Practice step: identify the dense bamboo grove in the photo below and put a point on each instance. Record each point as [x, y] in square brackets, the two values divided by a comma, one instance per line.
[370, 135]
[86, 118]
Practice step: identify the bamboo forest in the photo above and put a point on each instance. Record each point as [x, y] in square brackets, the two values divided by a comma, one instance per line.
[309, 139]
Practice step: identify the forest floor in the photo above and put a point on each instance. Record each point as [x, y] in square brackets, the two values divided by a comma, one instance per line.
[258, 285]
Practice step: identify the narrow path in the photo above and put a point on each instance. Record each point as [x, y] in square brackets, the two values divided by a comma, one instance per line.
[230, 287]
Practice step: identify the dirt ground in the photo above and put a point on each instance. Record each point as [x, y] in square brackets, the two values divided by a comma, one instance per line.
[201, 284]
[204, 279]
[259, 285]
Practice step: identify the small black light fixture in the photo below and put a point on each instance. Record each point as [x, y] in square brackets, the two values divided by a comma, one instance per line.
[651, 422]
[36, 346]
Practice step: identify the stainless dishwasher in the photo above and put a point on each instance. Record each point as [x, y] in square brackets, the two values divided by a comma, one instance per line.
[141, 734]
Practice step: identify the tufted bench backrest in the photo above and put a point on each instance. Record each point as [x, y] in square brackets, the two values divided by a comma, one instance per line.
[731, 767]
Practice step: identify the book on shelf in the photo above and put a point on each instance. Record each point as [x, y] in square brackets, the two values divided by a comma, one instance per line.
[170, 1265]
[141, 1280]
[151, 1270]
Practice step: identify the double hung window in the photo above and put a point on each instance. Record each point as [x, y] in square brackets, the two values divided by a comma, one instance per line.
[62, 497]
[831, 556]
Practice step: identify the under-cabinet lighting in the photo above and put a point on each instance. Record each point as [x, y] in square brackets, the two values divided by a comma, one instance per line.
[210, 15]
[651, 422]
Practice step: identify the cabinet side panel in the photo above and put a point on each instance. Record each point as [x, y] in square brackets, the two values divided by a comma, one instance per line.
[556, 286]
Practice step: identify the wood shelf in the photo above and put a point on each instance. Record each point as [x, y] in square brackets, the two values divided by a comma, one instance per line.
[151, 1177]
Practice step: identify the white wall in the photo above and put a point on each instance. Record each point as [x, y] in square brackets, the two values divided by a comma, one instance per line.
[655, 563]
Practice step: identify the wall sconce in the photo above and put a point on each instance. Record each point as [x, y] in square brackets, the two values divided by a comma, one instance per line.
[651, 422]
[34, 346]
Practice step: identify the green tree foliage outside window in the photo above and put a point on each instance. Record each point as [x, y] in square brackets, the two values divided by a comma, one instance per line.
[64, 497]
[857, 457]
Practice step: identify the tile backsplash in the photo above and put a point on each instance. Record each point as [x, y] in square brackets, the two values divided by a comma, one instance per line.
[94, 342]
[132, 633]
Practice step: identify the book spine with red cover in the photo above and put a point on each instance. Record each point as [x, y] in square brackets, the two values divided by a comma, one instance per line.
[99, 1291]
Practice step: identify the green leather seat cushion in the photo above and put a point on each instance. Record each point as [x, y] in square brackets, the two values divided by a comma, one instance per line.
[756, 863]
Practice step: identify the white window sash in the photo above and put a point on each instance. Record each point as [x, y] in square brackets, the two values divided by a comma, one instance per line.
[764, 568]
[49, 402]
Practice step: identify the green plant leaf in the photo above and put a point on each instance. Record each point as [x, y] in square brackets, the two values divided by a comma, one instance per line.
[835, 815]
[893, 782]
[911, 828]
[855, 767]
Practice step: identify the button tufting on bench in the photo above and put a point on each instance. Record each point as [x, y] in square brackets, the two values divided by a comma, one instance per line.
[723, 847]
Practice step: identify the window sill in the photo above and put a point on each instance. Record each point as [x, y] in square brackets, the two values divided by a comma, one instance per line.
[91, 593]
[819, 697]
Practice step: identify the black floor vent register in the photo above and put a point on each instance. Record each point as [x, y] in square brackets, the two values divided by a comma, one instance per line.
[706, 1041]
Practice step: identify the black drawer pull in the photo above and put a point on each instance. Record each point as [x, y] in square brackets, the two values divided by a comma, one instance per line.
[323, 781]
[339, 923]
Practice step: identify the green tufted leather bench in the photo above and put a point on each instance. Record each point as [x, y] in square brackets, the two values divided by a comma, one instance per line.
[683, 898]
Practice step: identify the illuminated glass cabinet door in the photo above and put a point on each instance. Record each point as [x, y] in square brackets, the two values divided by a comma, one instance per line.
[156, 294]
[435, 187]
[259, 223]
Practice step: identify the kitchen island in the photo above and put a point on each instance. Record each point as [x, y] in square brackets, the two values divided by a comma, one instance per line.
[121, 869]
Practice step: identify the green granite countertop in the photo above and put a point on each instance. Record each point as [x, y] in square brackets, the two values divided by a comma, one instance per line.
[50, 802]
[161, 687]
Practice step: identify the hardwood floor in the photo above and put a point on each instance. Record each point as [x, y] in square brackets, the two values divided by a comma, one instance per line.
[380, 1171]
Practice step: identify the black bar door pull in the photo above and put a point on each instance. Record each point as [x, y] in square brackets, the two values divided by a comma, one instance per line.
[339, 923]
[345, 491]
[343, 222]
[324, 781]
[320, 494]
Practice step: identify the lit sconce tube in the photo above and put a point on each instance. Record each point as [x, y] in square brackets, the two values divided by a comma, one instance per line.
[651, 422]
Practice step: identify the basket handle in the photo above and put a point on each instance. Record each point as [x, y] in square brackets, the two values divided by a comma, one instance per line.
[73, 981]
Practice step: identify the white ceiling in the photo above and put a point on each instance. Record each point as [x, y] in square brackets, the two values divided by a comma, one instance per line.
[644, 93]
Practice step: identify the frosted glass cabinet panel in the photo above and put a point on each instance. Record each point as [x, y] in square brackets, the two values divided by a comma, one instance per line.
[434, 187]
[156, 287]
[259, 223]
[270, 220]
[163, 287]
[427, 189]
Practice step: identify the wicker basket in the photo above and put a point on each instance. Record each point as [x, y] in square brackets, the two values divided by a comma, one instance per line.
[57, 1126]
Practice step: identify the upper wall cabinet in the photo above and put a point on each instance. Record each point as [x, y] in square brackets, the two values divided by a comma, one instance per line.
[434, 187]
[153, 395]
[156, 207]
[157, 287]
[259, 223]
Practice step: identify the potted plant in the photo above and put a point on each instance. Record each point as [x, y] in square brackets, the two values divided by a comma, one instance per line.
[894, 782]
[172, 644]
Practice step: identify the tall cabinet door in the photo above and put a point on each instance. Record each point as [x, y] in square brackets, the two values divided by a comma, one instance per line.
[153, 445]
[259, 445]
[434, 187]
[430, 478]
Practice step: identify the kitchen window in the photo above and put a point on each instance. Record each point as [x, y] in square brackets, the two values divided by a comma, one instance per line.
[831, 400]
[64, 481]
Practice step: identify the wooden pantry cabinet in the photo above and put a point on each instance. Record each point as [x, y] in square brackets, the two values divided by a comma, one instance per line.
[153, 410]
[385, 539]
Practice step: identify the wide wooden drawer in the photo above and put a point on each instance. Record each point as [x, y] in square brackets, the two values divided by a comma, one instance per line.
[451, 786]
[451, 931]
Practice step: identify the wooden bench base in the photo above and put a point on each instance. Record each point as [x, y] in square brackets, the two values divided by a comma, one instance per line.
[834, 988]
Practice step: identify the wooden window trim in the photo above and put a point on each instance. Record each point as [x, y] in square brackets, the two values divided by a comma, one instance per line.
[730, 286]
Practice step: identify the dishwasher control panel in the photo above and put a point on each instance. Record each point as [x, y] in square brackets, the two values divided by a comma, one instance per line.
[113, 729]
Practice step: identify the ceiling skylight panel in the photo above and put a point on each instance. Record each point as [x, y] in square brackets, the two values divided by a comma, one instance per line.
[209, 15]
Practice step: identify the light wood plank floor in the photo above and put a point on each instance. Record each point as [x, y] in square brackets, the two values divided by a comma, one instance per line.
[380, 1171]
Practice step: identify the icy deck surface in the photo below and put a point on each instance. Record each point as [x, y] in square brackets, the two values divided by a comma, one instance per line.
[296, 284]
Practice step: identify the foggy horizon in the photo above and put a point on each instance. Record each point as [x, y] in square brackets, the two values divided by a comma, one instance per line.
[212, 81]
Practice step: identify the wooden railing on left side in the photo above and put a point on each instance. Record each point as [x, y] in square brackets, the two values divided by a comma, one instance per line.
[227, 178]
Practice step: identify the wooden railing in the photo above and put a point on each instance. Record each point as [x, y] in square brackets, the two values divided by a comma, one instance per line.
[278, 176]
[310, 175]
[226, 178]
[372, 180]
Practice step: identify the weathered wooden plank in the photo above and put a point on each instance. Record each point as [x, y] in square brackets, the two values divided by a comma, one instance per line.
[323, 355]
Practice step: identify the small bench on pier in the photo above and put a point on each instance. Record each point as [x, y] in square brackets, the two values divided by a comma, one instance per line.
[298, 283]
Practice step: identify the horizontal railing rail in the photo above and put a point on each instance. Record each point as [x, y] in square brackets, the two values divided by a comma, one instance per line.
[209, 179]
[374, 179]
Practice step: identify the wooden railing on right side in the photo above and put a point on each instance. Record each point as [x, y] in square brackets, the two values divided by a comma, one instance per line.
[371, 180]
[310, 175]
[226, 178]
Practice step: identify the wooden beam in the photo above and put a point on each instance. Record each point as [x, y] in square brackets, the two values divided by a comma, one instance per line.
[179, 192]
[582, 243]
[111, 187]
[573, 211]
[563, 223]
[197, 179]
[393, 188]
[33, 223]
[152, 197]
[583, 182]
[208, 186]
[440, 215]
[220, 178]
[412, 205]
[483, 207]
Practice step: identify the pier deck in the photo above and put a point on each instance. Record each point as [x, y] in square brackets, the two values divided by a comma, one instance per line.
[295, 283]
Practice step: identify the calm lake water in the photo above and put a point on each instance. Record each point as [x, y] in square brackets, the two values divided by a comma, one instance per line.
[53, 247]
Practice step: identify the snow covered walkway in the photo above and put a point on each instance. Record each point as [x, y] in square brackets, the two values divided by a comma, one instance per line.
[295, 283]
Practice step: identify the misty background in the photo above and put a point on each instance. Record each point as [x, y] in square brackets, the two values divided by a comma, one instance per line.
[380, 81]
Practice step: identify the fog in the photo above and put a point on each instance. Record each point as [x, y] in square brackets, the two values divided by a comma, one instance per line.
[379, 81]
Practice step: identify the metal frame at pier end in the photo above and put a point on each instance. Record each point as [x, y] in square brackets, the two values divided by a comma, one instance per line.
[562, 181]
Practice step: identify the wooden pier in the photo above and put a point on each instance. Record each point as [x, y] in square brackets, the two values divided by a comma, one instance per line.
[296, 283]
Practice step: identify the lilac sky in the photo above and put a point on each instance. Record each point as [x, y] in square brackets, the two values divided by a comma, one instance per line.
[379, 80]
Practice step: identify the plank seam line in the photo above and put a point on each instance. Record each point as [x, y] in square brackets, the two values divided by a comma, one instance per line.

Task instructions ▸
Write out the rows again, starting at the line containing "Practice step: identify the fog in" and ending at the last row, with "wooden pier" switched to "wooden dock" and everything else left as it is.

Answer for this exercise ▸
Practice step: identify the fog in the photo above and put a point on each instance. Record each point as [x, y] in square brackets, the two values divided by a comma, one instance per line.
[379, 81]
Practice step: identify the metal frame at pier end in the photo above and put a point on each instance. Record each point as [x, y] in square brackets, the two values divided by a comma, one instance per line.
[562, 181]
Practice step: identify the wooden dock in the photo above and put a point on each instance. Record each point as [x, y] in square brackets, the two values divided by a comma, one instance per line.
[296, 283]
Practice step: identify the lilac sky in the photo above and put a point on each instance. Record each point as [x, y] in square brackets, the two values divided by a comma, one instance per line.
[379, 80]
Practice step: identify the plank seam line in the photo above and put a point on each instance. Record each point as [x, y] in square brackets, the two values divided by a comma, one instance per line.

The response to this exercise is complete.